- Seção de texto:

===============

A nova ordem que prescrevem para o mundo vai mal, e nem daria mesmo para esperar que fosse bem, levando-se em conta que inclui praticamente tudo o que deveria estar indo melhor com a humanidade.

Mas a complicação realmente não parece estar na quantidade de problemas existentes.

Parece, isso sim, estar na qualidade geral das soluções com as quais se pretende tornar o mundo e o homem melhores do que são hoje.

É uma sinuca, no caso particular do Brasil deste momento.

O governo Bolsonaro, definitivamente, se declara disposto a fazer o contrário do que o pensamento mundial recomenda para resolver os problemas do universo.

Do outro lado, o consenso ora em formação entre os intelectuais, burocratas, governantes e outros “influenciadores” da vida diária do Primeiro Mundo demonstra um aberto horror a tudo o que o governo brasileiro imagina que vai fazer nos próximos quatro anos.

De Bolsonaro já sabemos o que é preciso saber.

Do outro lado, porém, o que existe é uma charada em construção.

Quando você começa a achar que entendeu alguma coisa na lista de deveres a ser obedecida hoje por pessoas e nações, os deveres mudam, ou entram em choque entre si, ou exigem ações que você não sabe como executar, ou nem sequer imagina como podem ser executadas.

É mais ou menos natural, porque os propositores do novo pensamento não sabem direito, eles próprios, o que querem.

Nem todos querem as mesmas coisas.

Em sua maioria, eles não calculam direito as consequências das propostas que fazem.

Acre­ditam-se capazes de organizar fatos que estão acima e além do seu controle.

===============

- Registros:
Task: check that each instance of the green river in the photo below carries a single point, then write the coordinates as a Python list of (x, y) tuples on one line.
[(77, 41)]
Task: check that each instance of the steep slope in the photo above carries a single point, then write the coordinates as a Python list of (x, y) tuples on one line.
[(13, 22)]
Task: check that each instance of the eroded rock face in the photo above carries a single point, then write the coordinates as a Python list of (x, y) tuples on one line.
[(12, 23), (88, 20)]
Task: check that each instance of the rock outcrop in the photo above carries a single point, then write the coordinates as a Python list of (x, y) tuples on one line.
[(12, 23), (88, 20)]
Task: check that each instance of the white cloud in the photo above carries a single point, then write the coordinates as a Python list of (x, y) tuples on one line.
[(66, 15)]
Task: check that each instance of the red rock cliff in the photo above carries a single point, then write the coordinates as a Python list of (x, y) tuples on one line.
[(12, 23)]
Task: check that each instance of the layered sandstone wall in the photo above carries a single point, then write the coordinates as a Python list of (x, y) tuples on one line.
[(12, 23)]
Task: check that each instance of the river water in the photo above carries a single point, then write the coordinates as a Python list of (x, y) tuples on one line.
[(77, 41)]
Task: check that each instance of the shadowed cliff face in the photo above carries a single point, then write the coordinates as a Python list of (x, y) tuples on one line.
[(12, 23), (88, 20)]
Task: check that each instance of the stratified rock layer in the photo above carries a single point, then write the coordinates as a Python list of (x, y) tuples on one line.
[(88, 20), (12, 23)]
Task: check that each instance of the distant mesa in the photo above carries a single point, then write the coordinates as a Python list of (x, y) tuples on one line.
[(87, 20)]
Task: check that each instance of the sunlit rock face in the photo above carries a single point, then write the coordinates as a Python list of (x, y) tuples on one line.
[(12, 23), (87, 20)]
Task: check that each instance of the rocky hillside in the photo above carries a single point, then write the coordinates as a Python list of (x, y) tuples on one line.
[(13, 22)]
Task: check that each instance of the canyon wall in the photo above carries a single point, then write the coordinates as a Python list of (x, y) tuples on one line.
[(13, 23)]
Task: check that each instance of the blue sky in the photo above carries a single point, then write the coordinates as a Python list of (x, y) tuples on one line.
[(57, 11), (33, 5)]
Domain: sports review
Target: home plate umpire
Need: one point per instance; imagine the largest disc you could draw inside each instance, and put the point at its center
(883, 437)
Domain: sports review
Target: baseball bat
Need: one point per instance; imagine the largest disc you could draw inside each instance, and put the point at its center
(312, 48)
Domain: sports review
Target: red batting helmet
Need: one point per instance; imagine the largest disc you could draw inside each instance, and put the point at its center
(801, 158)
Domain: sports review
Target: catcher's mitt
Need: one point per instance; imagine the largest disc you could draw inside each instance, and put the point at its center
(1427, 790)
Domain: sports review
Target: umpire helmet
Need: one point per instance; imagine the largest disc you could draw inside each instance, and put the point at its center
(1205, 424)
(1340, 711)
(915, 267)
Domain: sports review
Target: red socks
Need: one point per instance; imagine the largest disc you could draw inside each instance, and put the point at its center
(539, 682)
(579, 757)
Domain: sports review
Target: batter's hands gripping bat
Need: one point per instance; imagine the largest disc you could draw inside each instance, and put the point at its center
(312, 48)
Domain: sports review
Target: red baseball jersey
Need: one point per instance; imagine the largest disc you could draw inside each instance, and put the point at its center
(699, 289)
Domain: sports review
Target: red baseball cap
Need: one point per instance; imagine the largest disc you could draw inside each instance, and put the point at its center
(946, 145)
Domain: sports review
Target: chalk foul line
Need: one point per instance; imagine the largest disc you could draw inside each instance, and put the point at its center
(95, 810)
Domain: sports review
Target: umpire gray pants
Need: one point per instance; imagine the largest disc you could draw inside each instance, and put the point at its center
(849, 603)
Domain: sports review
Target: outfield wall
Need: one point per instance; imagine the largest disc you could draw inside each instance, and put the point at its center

===============

- Tarefa proposta 1: De acordo com o texto sobre a nova ordem mundial, onde parece estar a complicação, já que não está na quantidade de problemas existentes?
- Tarefa proposta 2: Reproduza fielmente o trecho do texto sobre a nova ordem mundial que começa em "A nova ordem" e segue até "de problemas existentes.".
Os registros foram retirados de outra fonte.

- Resposta correta 1: Na qualidade geral das soluções com as quais se pretende tornar o mundo e o homem melhores do que são hoje.

- Resposta correta 2:
A nova ordem que prescrevem para o mundo vai mal, e nem daria mesmo para esperar que fosse bem, levando-se em conta que inclui praticamente tudo o que deveria estar indo melhor com a humanidade.

Mas a complicação realmente não parece estar na quantidade de problemas existentes.